Всего несколько месяцев. А они - уже некоторые, последние, с десяток. Зима, весна, лето, осень, и вновь снег, забрызганный кровью в национальные цвета. Сквозь летучие тени деревьев, веселый полет мотылька, сквозь золотой спадающий лист, через все эти дороги в никуда, на которых рождается сердечная солидарность беглецов; в беленьких, сгорбленных именьицах с колоночками, в набухших от дождя седлах, в вздымающихся молитвами в небо дымах привальных костров, без любимых, цветов и поцелуев, ибо, как писал один из них, павший под Юзефовым Любельским, Мечислав Романовский:
Они пришли из владычества Насилия и встали на заранее проигрышном месте, познавшем уже множество героических смертей за Независимость. И никто не имеет права манкировать этим. Ленин написал: "Пока народные массы России и большинство славянских стран еще спали глубоким сном, пока в этих странах не было самостоятельных, массовых демократических движений - до тех пор дворянское освободительное движение набирало огромное, первоочередное значение с точки зрения (...) общеевропейской демократии."
В польской живописи имеется об этом свидетельство будто символ. Законченный через десять лет после событий, в 1873 году, "Повстанческий патруль" Максимилиана Герымского (1846-1874). Картина, которую в том же самом году выставили в Мюнхене, Берлине и на Мировой Выставке в Вене, и которая сразу же получила очень высокие оценки европейских критиков (в том числе Пехта и Стасова). Эта картина очень сильно воздействует на меня, достигая самых глубоких закоулков души, моих атавистических печалей, к зависти, что я не участвовал в этом безнадежном чуде, в этой пустоши заканчивающегося мира старинной, сарматской отчизны, в этой лесо-именьевой герилье, в романтическом бреду, прогрессивной и залитой кровью сказке. Что ж!
Широкая пыльная или грязная (все зависит от воли небес) мазовецкая дорога, карликовые кусты и озерца трав. Несколько конных повстанцев - обеспокоенных, нервно разглядывающихся, настороженных и напряженных, будто дикие звери, вынюхивающие врага. Прислушиваются. Кто-то выстрелил – из винтовочного ствола вьется струйка дыма. Что-то висит в воздухе, какой-то гром, что вот-вот разорвет эту тишину. Между ними крестьянин в сермяге, безразличный, будто окружающая повстанцев природа, крестьянин, из которого и они, и царские старались сделать - привлекая каждый на свою сторону стрелку весов. Удалось царским. За восставшими пошла лишь горстка крестьян. Остальные же хватали господ, резала и выдавала захватчикам. У мужика хорошая память, нельзя беспрестанно и безнаказанно манить его освобождением и "братством", если взамен он пожертвует кровью на алтаре Родины, И он всегда остается прагматиком.

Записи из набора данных
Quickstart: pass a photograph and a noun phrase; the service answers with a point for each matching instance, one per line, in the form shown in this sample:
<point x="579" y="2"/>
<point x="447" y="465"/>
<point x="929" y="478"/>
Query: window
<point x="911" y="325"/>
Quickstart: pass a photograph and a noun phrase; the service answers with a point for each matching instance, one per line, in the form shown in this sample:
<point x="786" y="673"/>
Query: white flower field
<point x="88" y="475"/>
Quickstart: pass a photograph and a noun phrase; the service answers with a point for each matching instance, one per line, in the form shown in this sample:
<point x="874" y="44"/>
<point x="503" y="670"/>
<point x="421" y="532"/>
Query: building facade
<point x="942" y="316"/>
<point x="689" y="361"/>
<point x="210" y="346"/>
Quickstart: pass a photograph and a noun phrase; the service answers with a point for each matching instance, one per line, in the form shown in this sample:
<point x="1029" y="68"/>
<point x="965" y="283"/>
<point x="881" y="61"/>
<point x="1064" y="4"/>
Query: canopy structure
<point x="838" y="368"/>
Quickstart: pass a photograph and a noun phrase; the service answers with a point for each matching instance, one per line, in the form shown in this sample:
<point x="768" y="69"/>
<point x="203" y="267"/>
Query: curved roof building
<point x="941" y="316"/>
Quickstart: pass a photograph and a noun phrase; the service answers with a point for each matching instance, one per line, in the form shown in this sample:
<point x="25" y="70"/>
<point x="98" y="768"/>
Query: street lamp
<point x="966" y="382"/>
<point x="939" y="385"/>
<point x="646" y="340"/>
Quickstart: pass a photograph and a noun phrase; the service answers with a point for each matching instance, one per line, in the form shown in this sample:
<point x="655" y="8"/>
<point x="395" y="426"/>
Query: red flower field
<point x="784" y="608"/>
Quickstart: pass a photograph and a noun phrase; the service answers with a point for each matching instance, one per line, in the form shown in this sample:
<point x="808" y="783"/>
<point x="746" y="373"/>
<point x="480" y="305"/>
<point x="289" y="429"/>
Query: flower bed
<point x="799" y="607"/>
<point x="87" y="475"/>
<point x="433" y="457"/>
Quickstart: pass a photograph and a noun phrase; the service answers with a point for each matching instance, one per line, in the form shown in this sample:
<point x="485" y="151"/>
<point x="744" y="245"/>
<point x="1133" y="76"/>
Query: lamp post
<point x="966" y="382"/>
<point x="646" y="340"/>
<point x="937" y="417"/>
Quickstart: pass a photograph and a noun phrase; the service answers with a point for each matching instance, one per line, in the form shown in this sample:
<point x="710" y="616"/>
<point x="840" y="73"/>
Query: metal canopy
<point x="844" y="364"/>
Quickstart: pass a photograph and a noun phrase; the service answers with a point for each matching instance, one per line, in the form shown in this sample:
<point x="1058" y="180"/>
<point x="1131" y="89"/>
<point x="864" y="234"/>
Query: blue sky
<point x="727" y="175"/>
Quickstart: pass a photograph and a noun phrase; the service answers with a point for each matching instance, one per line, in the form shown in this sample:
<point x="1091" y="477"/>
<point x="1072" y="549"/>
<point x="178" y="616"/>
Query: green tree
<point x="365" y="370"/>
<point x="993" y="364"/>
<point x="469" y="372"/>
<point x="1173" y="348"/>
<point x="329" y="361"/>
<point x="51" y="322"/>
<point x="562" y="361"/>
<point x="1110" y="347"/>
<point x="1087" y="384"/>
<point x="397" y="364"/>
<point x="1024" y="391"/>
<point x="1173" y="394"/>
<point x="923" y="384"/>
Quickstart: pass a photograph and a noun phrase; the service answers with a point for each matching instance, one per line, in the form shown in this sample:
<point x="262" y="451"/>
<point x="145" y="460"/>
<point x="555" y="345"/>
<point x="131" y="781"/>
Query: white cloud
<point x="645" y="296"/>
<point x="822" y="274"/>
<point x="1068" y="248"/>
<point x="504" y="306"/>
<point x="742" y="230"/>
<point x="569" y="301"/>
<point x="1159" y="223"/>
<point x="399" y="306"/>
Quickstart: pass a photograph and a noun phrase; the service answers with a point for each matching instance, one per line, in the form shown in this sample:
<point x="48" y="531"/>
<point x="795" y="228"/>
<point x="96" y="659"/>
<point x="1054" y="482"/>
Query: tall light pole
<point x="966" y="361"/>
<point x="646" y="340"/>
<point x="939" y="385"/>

**Краткое задание A:** Выведите без изменений часть отрывка о картине «Повстанческий патруль» от слов "Широкая пыльная или" до слов "всегда остается прагматиком." включительно.
**Краткое задание B:** В каких строках записей встречается строка "field"? Найдите и скопируйте все такие строки с учетом регистра.

**Ответ A:**
Широкая пыльная или грязная (все зависит от воли небес) мазовецкая дорога, карликовые кусты и озерца трав. Несколько конных повстанцев - обеспокоенных, нервно разглядывающихся, настороженных и напряженных, будто дикие звери, вынюхивающие врага. Прислушиваются. Кто-то выстрелил – из винтовочного ствола вьется струйка дыма. Что-то висит в воздухе, какой-то гром, что вот-вот разорвет эту тишину. Между ними крестьянин в сермяге, безразличный, будто окружающая повстанцев природа, крестьянин, из которого и они, и царские старались сделать - привлекая каждый на свою сторону стрелку весов. Удалось царским. За восставшими пошла лишь горстка крестьян. Остальные же хватали господ, резала и выдавала захватчикам. У мужика хорошая память, нельзя беспрестанно и безнаказанно манить его освобождением и "братством", если взамен он пожертвует кровью на алтаре Родины, И он всегда остается прагматиком.

**Ответ B:**
Query: white flower field
Query: red flower field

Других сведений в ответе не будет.